### YOUR GOAL
Any picture in the listing is left out of the copy; all else is duplicated exactly.
········
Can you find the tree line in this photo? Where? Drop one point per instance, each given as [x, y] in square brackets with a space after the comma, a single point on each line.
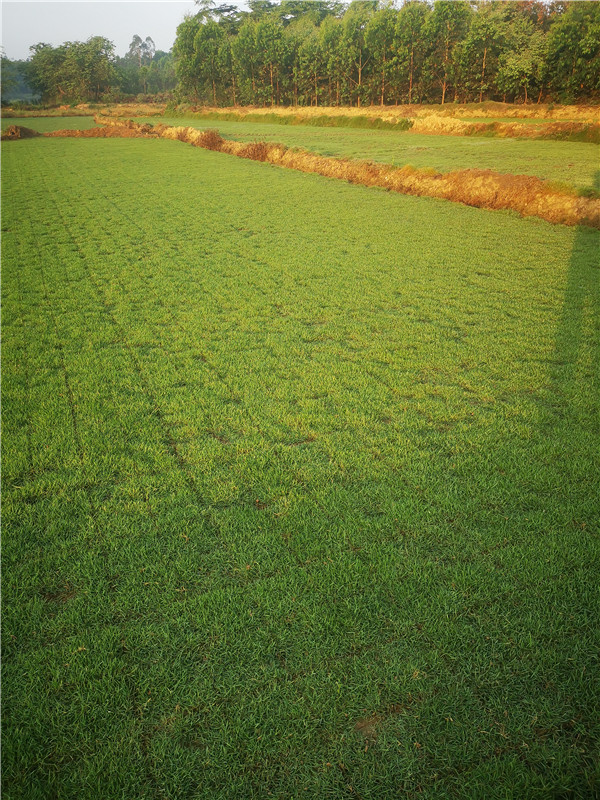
[325, 52]
[77, 72]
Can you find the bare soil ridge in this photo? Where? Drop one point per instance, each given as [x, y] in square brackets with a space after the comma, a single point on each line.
[528, 195]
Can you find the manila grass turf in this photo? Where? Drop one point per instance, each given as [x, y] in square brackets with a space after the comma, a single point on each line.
[572, 163]
[44, 124]
[299, 485]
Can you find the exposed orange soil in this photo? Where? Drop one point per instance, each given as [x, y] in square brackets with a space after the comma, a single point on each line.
[528, 195]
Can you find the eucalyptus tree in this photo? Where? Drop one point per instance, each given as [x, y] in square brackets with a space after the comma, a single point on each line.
[356, 55]
[446, 27]
[410, 44]
[379, 37]
[574, 52]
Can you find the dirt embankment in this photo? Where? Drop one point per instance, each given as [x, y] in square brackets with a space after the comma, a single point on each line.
[577, 123]
[528, 195]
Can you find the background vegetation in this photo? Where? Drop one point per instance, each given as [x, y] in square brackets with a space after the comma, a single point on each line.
[328, 53]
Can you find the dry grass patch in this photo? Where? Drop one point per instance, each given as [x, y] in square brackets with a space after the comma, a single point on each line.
[528, 195]
[18, 132]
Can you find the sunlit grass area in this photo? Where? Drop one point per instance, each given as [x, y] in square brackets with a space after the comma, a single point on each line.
[43, 124]
[574, 163]
[300, 485]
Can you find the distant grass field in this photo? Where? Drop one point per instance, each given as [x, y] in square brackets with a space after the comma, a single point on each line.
[43, 124]
[300, 486]
[574, 163]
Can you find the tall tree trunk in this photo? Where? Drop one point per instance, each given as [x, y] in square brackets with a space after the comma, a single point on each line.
[482, 74]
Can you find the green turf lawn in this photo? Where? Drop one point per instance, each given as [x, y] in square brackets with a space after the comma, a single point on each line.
[43, 124]
[575, 163]
[300, 486]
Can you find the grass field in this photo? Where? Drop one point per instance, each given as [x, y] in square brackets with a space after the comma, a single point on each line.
[574, 163]
[43, 124]
[300, 486]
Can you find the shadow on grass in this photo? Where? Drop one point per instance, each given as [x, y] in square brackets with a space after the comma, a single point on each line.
[575, 371]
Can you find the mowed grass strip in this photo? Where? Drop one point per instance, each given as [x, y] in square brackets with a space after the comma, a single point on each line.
[299, 485]
[572, 163]
[46, 124]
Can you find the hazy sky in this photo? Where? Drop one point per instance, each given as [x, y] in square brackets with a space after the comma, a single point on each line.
[27, 22]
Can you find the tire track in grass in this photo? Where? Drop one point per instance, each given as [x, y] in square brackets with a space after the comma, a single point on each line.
[164, 425]
[328, 451]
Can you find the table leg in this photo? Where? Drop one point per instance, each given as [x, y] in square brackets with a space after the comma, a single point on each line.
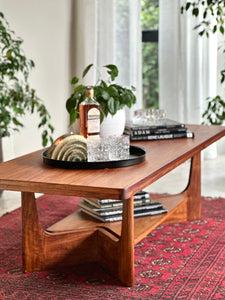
[43, 250]
[193, 189]
[126, 255]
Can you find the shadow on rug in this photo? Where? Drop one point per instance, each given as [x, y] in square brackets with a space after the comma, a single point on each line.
[179, 261]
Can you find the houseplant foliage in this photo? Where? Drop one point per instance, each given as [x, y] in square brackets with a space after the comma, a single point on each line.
[17, 98]
[212, 13]
[111, 96]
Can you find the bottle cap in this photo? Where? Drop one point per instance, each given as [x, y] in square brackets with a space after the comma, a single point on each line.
[89, 92]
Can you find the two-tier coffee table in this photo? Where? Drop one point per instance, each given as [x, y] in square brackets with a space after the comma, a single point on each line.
[79, 238]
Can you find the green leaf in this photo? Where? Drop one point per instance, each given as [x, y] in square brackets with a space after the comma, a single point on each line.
[195, 11]
[74, 80]
[73, 116]
[16, 122]
[86, 70]
[188, 4]
[113, 71]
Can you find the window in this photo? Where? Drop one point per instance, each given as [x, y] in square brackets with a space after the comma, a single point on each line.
[150, 24]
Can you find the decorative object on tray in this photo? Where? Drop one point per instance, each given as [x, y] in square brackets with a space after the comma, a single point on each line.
[68, 147]
[137, 155]
[112, 97]
[148, 128]
[108, 210]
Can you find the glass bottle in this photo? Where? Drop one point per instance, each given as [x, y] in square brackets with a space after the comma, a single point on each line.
[89, 111]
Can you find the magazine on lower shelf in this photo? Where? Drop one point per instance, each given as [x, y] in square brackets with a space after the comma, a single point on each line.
[110, 211]
[118, 217]
[141, 197]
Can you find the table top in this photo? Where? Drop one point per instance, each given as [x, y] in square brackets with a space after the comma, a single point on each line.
[28, 173]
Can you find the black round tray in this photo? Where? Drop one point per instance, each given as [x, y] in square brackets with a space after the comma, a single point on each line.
[137, 155]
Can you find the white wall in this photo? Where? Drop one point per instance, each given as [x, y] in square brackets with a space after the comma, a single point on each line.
[44, 25]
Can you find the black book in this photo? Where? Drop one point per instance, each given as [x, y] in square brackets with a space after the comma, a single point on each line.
[175, 135]
[166, 126]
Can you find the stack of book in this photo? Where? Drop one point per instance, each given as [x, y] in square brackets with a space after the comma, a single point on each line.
[167, 129]
[108, 210]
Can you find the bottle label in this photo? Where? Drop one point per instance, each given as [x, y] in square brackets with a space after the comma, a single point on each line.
[93, 126]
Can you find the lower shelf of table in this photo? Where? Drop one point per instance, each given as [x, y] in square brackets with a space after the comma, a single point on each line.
[79, 221]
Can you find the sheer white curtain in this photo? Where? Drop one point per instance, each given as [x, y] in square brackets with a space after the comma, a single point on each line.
[187, 64]
[107, 32]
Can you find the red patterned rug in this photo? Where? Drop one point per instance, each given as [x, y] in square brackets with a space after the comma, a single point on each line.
[178, 261]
········
### TASK ANSWER
Can you find the tree line in this photo? Where? Drop one point per instance, each given as [x, y] in square brackets with a space after the comma, a single point on each line.
[325, 52]
[77, 72]
Can you find the bare soil ridge in this photo? Where? Drop one point per instance, each given as [x, y] in square brackets with a space after the comma, a single point on each line.
[528, 195]
Can you find the manila grass turf in this photo? Where? Drop one point per instance, each given as [x, y] in square brackets with a space after the comma, a single point on each line.
[572, 163]
[44, 124]
[299, 485]
Can you find the exposed orange soil in this photo? Where? Drop one point per instance, each given as [x, y] in square brackets with a space after the comma, a single point on each line.
[528, 195]
Can you find the eucalyptus tree in this photo? Where? Drop one point per instance, each given as [x, y] in square brackets with a space after the comma, a single point on each line.
[356, 55]
[446, 27]
[410, 44]
[379, 37]
[574, 52]
Can you find the dirt embankment in this photo? Where? Drop one point per instance, each given as [x, y] in square brackets with a space after the comma, a single point on each line.
[577, 123]
[528, 195]
Can you find the background vegetation in this photo? Where? Drop one point per instance, each given as [x, y] in square brackets with a space after the comma, a single point on each line.
[328, 53]
Can you find the dry grass patch in this photo? Where? Drop one point per instance, each given as [x, y] in square brackets with a space after the comma, a single point on each line.
[528, 195]
[18, 132]
Can you find the sunlit grass area in this photo? Where? Drop one point per instance, each given as [x, y] in square brackets with a space after the comma, a single point on each line.
[43, 124]
[574, 163]
[300, 485]
Can you find the distant grass field in this photo? Where? Drop one point per instance, each given as [x, y] in square brackets with a space after the comma, a single point on each line.
[43, 124]
[300, 486]
[574, 163]
Can you find the tall tree trunk in this photo? Where? Drop one point per instance, each given as [x, y] in square brackets with a space after the comma, a single point on each line.
[482, 74]
Can you find the green turf lawn in this photo? Where? Drop one point per instance, each given as [x, y] in square brackets with a space after the comma, a single point on each line.
[43, 124]
[575, 163]
[300, 486]
Can you find the grass field in this photo? Where? Drop one point per instance, each given as [x, y] in square brackets with a space after the comma, a single point on each line.
[574, 163]
[43, 124]
[300, 486]
Can you find the shadow on grass in this photo? Where? Drop one point per instance, each given as [x, y] in square brackets with a space after the comma, a single point on each line.
[575, 371]
Can you find the mowed grass strip in this photo? Where? Drop one point per instance, each given as [x, y] in square brackets with a space after the comma, a single point on each line.
[299, 485]
[572, 163]
[46, 124]
Can you find the hazy sky in this photo? Where? Drop one point per instance, each given as [x, y] in square brackets with a space after the comma, a single point on each line.
[27, 22]
Can you find the tire track in grass in this photo? Where? Drop one point per instance, each given as [x, y] in square brackets with a space after the comma, a single point on each line.
[164, 425]
[328, 451]
Can you find the table leg in this photo? Where? Drop one point per instance, each given as [x, y] in square brackets with a space after the comma, a single point on each line.
[43, 250]
[193, 189]
[126, 255]
Can you find the shadow on rug in this photo? Where? Drop one point per instance, each given as [x, y] in square brackets with a space after the comma, a single point on each line.
[179, 261]
Can you find the houseplant foliage in this photo? Where? Drop one point per instance, each given as [x, y] in square brackets with a space after the comma, a single point on each line.
[17, 98]
[212, 13]
[111, 96]
Can you find the bottle cap in this photo? Where? Drop one point per instance, each given as [x, y] in square brackets with a space after the comma, a single point on each line.
[89, 92]
Can you find the two-tier coffee table in this photo? Where? Drop one point per instance, each given as [x, y] in square brackets with a space after the comma, a single point on each line.
[79, 238]
Can you find the green leaf in this photo? Where? Drop one point per instance, each given as [x, y] in square brackets with a space after the comma, a single point on each line.
[195, 11]
[74, 80]
[73, 116]
[16, 122]
[86, 70]
[188, 4]
[113, 71]
Can you find the window in this photo? Where? Drop one point per instance, each given as [x, y] in square brackets with a space after the comma, a single point on each line.
[150, 24]
Can you find the decorative object on tray in this photo? Where? Drop one point per instance, each given as [x, y] in square brackets with a space after the comma, a single point on each line.
[68, 147]
[137, 155]
[112, 97]
[148, 128]
[108, 210]
Can you find the glass bottle in this photo? Where? Drop one point per instance, each given as [x, y] in square brackets with a space after the comma, a single point on each line.
[89, 111]
Can you find the magazine on lower shelf in this photo? Where? Drop one point per instance, each given as [x, y] in square brackets with a space after the comma, a single point on each line.
[110, 211]
[118, 217]
[141, 197]
Can you find the table top in this photo? Where? Drop one point per instance, each given as [x, y] in square brackets with a space after the comma, a single point on each line.
[28, 173]
Can you find the black round tray in this photo? Where? Drop one point per instance, each given as [x, y] in square brackets with a space after the comma, a single point on each line.
[137, 155]
Can you find the white wall in this photo? Where? Drop one point per instance, each given as [x, y] in square brackets with a space after the comma, a single point on each line.
[44, 25]
Can you find the black book in this photo? Where? Drop one point per instance, each given as [x, y] in square brackets with a space after the comma, a single point on each line.
[175, 135]
[166, 126]
Can you find the stack of book in this photo? Where? Drop one point per instance, each given as [x, y] in square brackets with a space after the comma, a single point on each line.
[167, 129]
[108, 210]
Can you find the bottle label in this photo? Where? Drop one point per instance, each given as [x, y] in square brackets with a space after the comma, a single point on each line.
[93, 126]
Can you find the lower shelf of table in this photo? Where? Drop one point per instance, each given as [x, y] in square brackets with a space after the comma, a single point on each line.
[79, 221]
Can you find the sheer white curtain in this photo? Where? Drop one point per instance, each given as [x, y] in square brackets with a space after the comma, a single point on each line.
[187, 64]
[107, 32]
Can you find the red patterned rug in this photo? Where? Drop one point per instance, each given as [x, y] in square brackets with a space after the comma, a single point on each line.
[178, 261]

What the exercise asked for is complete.